---------- Records shown

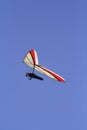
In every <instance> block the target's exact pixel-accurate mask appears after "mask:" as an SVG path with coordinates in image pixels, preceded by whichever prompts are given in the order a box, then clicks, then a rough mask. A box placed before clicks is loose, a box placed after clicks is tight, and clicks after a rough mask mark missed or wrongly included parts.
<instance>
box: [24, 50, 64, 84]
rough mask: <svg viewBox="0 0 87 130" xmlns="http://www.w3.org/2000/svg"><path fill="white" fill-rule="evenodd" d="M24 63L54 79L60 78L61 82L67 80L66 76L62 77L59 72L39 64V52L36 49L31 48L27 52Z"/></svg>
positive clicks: (57, 78)
mask: <svg viewBox="0 0 87 130" xmlns="http://www.w3.org/2000/svg"><path fill="white" fill-rule="evenodd" d="M24 63H25V64H27V65H29V66H30V67H32V68H34V69H35V70H37V71H39V72H40V73H42V74H44V75H46V76H48V77H50V78H52V79H55V80H58V81H60V82H65V80H64V78H62V77H61V76H59V75H58V74H56V73H54V72H53V71H51V70H49V69H47V68H45V67H43V66H40V65H39V62H38V56H37V52H36V51H35V50H30V51H29V52H28V53H27V54H26V56H25V57H24Z"/></svg>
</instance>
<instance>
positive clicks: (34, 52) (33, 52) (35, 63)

--------------------

■ **Task**
Scan the records for the word "instance" and copy every line where it is found.

■ **Solution below**
In every <instance> block the target's exact pixel-accurate mask appears after "mask:" as an SVG path with coordinates in image pixels, preceded by whichever prompts are given in the order a box, then clicks, then a rough mask. A box placed before clicks is loose, a box placed after clicks is tight, and clicks after a rough mask mark missed or wrongly included parts.
<instance>
</instance>
<instance>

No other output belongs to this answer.